What the exercise asks = Format every line of the data below as a JSON list of strings, one string per line, omitting blank lines and leaving the pictures out.
-- START OF Dataset content --
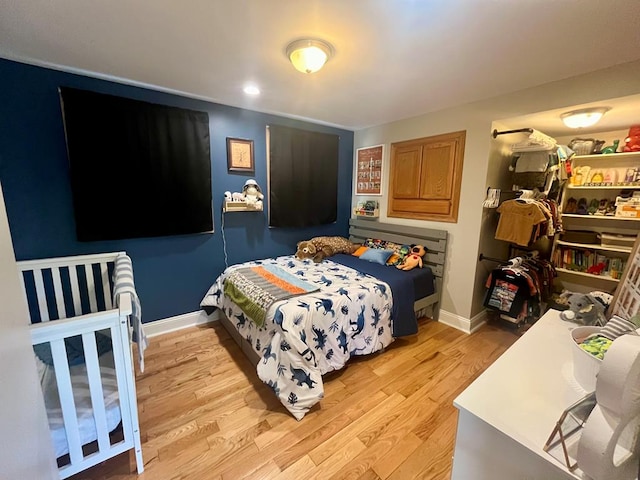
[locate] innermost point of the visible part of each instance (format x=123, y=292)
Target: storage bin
x=580, y=236
x=585, y=365
x=615, y=240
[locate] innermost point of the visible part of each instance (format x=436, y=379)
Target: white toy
x=252, y=194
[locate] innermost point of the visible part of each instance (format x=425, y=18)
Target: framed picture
x=240, y=155
x=369, y=170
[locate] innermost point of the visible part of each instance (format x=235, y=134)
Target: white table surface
x=524, y=392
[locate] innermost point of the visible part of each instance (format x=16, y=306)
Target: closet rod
x=482, y=257
x=520, y=130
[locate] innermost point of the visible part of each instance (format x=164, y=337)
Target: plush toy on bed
x=413, y=258
x=319, y=248
x=584, y=308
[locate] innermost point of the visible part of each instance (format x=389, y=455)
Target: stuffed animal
x=584, y=309
x=413, y=258
x=252, y=194
x=632, y=142
x=319, y=248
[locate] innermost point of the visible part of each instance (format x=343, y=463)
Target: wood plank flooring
x=204, y=414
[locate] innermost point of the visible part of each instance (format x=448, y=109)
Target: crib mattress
x=82, y=397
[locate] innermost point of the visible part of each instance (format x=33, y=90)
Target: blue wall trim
x=172, y=273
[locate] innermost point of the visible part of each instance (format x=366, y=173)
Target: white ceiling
x=393, y=59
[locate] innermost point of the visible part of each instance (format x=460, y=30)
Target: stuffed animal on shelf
x=584, y=309
x=319, y=248
x=632, y=142
x=252, y=195
x=413, y=258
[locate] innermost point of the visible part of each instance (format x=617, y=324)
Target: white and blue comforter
x=312, y=334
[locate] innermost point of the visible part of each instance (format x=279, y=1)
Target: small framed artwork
x=240, y=155
x=369, y=170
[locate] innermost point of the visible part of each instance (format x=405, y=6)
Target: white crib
x=87, y=400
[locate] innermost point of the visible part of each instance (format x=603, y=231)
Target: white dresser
x=507, y=414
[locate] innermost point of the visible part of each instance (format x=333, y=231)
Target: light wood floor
x=204, y=414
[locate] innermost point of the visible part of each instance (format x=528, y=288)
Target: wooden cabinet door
x=425, y=177
x=406, y=176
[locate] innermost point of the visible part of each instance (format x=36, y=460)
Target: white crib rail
x=55, y=266
x=55, y=332
x=115, y=320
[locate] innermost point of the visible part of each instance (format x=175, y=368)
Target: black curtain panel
x=137, y=169
x=303, y=177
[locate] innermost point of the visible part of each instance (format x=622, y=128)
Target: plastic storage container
x=585, y=365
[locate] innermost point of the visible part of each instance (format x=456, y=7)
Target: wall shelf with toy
x=600, y=212
x=367, y=209
x=249, y=200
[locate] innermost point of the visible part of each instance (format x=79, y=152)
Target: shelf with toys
x=600, y=213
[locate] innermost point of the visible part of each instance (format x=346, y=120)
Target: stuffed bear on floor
x=319, y=248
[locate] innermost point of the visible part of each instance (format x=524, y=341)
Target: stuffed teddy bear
x=584, y=309
x=319, y=248
x=252, y=194
x=413, y=258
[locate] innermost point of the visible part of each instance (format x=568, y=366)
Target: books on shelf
-- END OF Dataset content --
Output for this exercise =
[
  "[locate] innermost point of the visible part of each instance (format x=123, y=292)",
  "Target: storage bin",
  "x=580, y=236",
  "x=585, y=365",
  "x=615, y=240",
  "[locate] innermost point of the visible part of each instance (format x=436, y=379)",
  "Target: white toy",
  "x=252, y=194",
  "[locate] innermost point of the visible part of each instance (format x=425, y=18)",
  "Target: framed picture",
  "x=240, y=155",
  "x=369, y=170",
  "[locate] innermost point of the visible part of each instance (format x=235, y=134)",
  "Target: white table surface",
  "x=524, y=392",
  "[locate] innermost point of the visible part of each instance (format x=16, y=306)",
  "Target: closet rod",
  "x=482, y=257",
  "x=520, y=130",
  "[locate] innermost point of the visible part of each instance (format x=164, y=337)",
  "Target: plush toy on bed",
  "x=413, y=258",
  "x=319, y=248",
  "x=584, y=308",
  "[locate] innermost point of the visible part of each instance (format x=389, y=455)",
  "Target: stuffed animal",
  "x=584, y=309",
  "x=413, y=258",
  "x=252, y=194",
  "x=632, y=142",
  "x=319, y=248",
  "[locate] innermost point of the visible part of each instance (format x=343, y=463)",
  "Target: wood plank flooring",
  "x=204, y=414",
  "[locate] innermost point of the visible part of each instance (format x=448, y=109)",
  "Target: crib mattress",
  "x=82, y=397",
  "[locate] innermost point of the visible part of each instance (format x=33, y=90)",
  "Target: blue wall trim",
  "x=172, y=273",
  "[locate] innermost point of the visible part of each instance (format x=366, y=173)",
  "Target: white ceiling",
  "x=393, y=59",
  "[locate] innermost point of the visible part of each instance (format x=460, y=30)",
  "Target: stuffed animal on shelf",
  "x=584, y=309",
  "x=319, y=248",
  "x=632, y=142",
  "x=252, y=195",
  "x=413, y=258",
  "[locate] innermost point of the visible part of each instance (format x=617, y=324)",
  "Target: white and blue comforter",
  "x=312, y=334",
  "[locate] innermost point of the visible part of each instance (format x=279, y=1)",
  "Target: small framed artwork",
  "x=240, y=155",
  "x=369, y=170",
  "[locate] innermost point of the visible part of each instance (format x=405, y=6)",
  "Target: white crib",
  "x=87, y=400",
  "[locate] innermost point of the visible part of each instance (format x=603, y=231)",
  "Target: white dresser",
  "x=507, y=414",
  "[locate] innermost point of the visible part of each instance (format x=333, y=231)",
  "Target: light wood floor",
  "x=204, y=414",
  "[locate] innermost point of the visible part of each instance (format x=528, y=288)",
  "Target: wooden cabinet door",
  "x=425, y=177",
  "x=406, y=176",
  "[locate] innermost point of the visible part of each instance (format x=36, y=460)",
  "Target: white crib rail",
  "x=55, y=266",
  "x=55, y=332",
  "x=115, y=320",
  "[locate] innermost point of the visible part of each instance (format x=175, y=368)",
  "Target: black curtain panel",
  "x=137, y=169",
  "x=303, y=177",
  "[locate] innermost point of the visible part of each instance (format x=622, y=128)",
  "Target: plastic storage container",
  "x=585, y=365",
  "[locate] innermost point of the visible part of each instance (format x=456, y=7)",
  "Target: wall shelf with toy",
  "x=600, y=212",
  "x=367, y=209",
  "x=249, y=200",
  "[locate] innermost point of the visible part of each instance (format x=79, y=152)",
  "Target: shelf with toys",
  "x=600, y=213",
  "[locate] innermost point of the visible part of each instance (format x=346, y=120)",
  "Target: stuffed bear on floor",
  "x=319, y=248",
  "[locate] innermost point of the visible part of each instance (format x=524, y=341)",
  "Target: stuffed teddy bear",
  "x=584, y=309",
  "x=319, y=248",
  "x=252, y=194",
  "x=413, y=258",
  "[locate] innermost point of the visible part of each instance (format x=568, y=366)",
  "Target: books on shelf"
]